### Task details
Could you reproduce the entries starting at the line that contains "window, that would be most appreciated." and ending at the line that contains "[[[270,254],[270,285],[278,289],[289,286],[288,249],[277,249]]]", replacing "mask" with "outline" and leaving everything else unchanged?

### Exercise materials

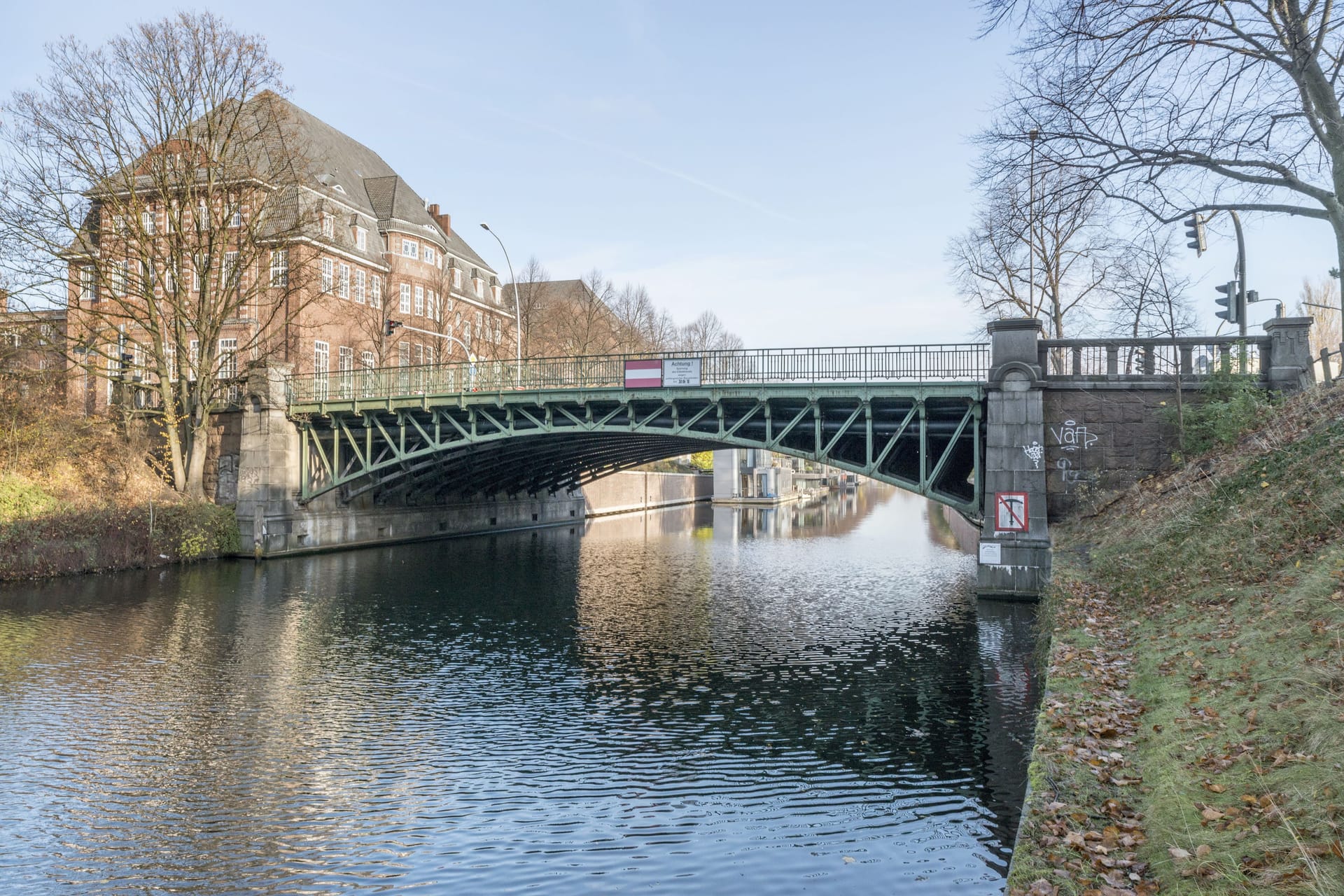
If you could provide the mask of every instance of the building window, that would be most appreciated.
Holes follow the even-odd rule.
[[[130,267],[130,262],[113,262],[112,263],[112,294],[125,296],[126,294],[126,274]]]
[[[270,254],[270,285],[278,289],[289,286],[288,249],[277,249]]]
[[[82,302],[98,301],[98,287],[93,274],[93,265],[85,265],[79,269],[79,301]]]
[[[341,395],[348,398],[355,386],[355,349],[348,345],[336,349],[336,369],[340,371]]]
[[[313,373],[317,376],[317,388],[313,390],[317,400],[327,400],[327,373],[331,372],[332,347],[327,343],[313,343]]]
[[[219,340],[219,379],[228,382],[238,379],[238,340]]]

...

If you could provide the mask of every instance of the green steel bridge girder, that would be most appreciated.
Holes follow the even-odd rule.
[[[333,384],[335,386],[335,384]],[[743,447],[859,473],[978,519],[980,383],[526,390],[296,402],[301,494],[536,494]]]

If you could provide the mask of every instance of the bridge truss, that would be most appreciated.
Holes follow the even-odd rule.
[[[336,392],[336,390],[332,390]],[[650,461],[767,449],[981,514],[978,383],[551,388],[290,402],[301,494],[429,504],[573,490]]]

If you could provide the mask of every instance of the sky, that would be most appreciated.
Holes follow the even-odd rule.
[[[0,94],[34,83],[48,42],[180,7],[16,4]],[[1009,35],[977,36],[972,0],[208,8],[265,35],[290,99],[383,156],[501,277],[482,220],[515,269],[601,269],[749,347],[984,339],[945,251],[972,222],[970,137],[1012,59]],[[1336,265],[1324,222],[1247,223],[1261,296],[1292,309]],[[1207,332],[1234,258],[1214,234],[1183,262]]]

### Reply
If you could provide the outline of every instance of the building window, that would be most appreciated.
Holes follow the even-odd rule.
[[[130,267],[130,262],[113,262],[112,263],[112,294],[125,296],[126,294],[126,274]]]
[[[270,254],[270,285],[278,289],[289,286],[288,249],[277,249]]]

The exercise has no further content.